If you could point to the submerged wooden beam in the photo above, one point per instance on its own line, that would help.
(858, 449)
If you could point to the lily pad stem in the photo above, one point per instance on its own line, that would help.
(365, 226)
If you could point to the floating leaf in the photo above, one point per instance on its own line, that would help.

—————

### Assignment:
For this task, please set down every entry exactly, with no line left out.

### Task result:
If you could point to the submerged wooden beam in the photo above, one point per instance on its own line, that would help.
(858, 449)
If you could point to the lily pad stem in the photo above, one point per instance on its own line, that would help.
(365, 226)
If you could point to the floating leaf in the photo above, one point per instance on its own line, that would help.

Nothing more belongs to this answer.